Your instructions:
Repeat, exactly and completely, the material that follows. Omit the pictures.
>> Start
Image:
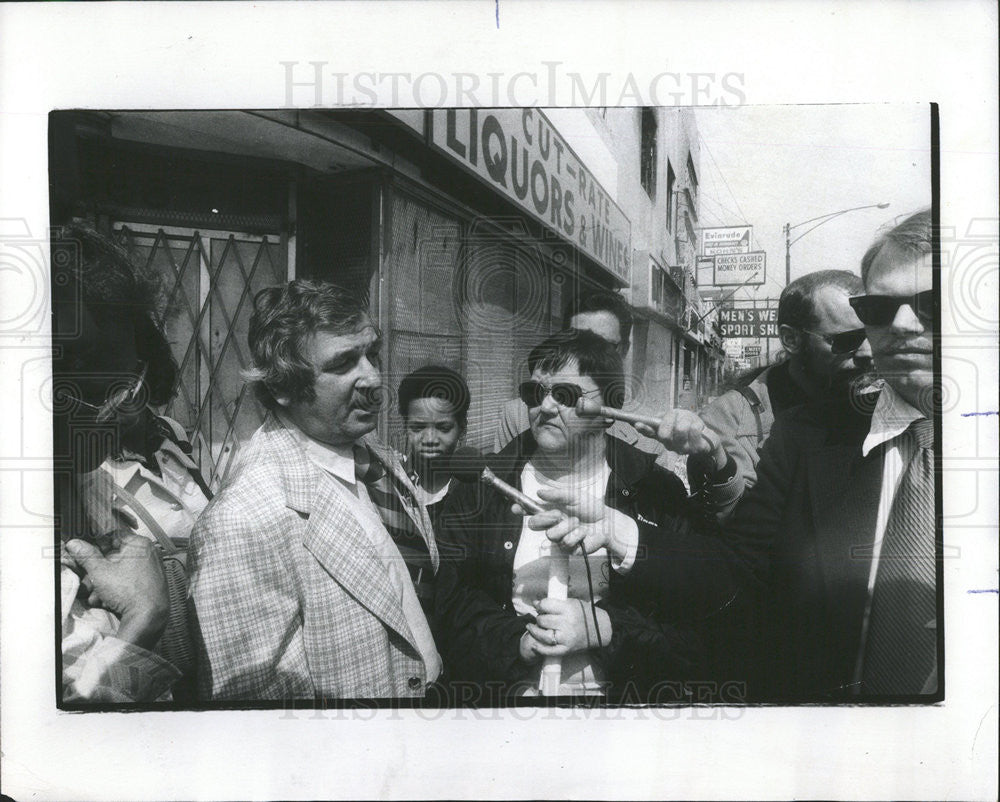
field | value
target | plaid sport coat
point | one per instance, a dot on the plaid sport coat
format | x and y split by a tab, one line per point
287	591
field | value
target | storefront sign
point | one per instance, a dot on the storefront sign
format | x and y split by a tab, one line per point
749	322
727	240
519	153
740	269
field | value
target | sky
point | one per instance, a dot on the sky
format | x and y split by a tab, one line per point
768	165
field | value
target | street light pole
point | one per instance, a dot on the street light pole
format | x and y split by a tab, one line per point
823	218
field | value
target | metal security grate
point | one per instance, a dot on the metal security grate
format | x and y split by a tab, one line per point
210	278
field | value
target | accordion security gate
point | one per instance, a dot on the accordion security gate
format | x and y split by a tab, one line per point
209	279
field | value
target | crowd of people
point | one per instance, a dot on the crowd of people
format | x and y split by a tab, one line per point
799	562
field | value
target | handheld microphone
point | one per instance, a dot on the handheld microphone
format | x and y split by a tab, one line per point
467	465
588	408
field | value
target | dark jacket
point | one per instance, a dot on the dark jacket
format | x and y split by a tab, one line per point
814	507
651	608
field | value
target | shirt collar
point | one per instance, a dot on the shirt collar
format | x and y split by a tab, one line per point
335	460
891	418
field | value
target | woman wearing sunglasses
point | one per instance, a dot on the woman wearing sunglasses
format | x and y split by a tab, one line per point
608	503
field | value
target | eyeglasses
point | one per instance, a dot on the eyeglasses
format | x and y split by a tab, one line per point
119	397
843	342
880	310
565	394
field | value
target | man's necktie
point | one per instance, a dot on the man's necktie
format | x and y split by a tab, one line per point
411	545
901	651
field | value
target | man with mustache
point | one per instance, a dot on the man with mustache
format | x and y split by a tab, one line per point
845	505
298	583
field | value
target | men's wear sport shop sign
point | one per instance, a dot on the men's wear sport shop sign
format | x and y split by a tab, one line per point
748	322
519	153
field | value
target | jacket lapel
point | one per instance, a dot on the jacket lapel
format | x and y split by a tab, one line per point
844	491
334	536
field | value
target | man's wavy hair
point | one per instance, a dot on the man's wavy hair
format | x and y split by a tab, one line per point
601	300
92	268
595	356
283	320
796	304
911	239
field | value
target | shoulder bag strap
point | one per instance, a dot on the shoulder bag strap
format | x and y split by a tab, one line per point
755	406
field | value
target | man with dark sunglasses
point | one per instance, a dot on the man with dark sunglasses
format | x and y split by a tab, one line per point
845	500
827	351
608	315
>> End
Task output:
Image:
field | value
target | plaid sport coat
point | one per instance, a dot on the plaid sport coat
format | x and y split by a tab, one line per point
287	591
field | value
target | storefront sign
point | one per instance, a dot on the storefront sign
format | x and y split by a tab, one line per point
749	322
727	240
519	153
740	269
field | value
target | sky
point | one per instance, a dot on the sky
format | x and y split by a tab, one line per point
768	165
field | value
target | street light pole
point | one per instance, a dot on the street light pole
format | x and y split by a tab, one line per point
823	218
field | value
target | metal security grate
point | one per instance, a dot on the metal security grate
format | x and y split by a tab, one line per point
210	278
field | value
target | accordion security gate
point | one per instance, a dot on the accordion security gate
format | x and y split by a tab, one line per point
209	279
field | value
target | crowd of people
point | one per instance, a dot on the crowd of people
format | x and y split by a tab, one line per point
799	562
field | value
target | handheld microphone
point | one per instance, a dot on the handheld microphone
format | x and y split by a tab, one line per point
467	465
588	408
field | value
target | dark jacket
point | one per instance, a dot on the dark jacket
format | x and y split by a tab, one line per point
814	507
651	608
field | value
target | shirt collar
point | one per instance, a dot on the shirt collar
format | x and y split by a tab, one line per point
335	460
891	418
field | value
target | woman wearing sunglasses
point | one per instance, a dot on the woman wearing sunglasses
format | x and y split by a tab, one line per point
608	503
field | value
target | eyeglasses
point | one per instance, a dot on the eyeglasses
format | x and y split by a tab, one line per point
119	397
843	342
880	310
565	394
field | value
target | man's necktie
point | one per instance, a dot on the man's necktie
format | x and y split by a tab, one line per point
411	545
901	651
field | value
target | man with mustache
point | one per instance, a dot on the man with mustache
format | x and y split by a tab, one line per point
845	505
298	583
field | value
target | men's wear sport shop sign
point | one per instance, a dot on the men's wear sport shop sign
format | x and y split by a tab, one line per point
748	322
519	153
field | value
target | jacket lapel
point | one per instance, a dot on the jacket lapel
format | x and y split by a tab, one line per point
844	491
334	536
field | value
target | man's wavy hair
point | one per instance, a dot on the man's wavy hair
format | x and y split by a tab, one line per point
601	300
92	268
595	356
283	320
796	304
911	239
field | value
target | shoulder bag strap
point | one per instance, a dot on the shoulder bag strap
format | x and y split by a tab, one line per point
755	406
field | value
target | man with dark sunglasses
point | one per instance, a dot on the man with dark sunglasses
format | x and y split by a tab, one line per point
845	500
827	351
608	315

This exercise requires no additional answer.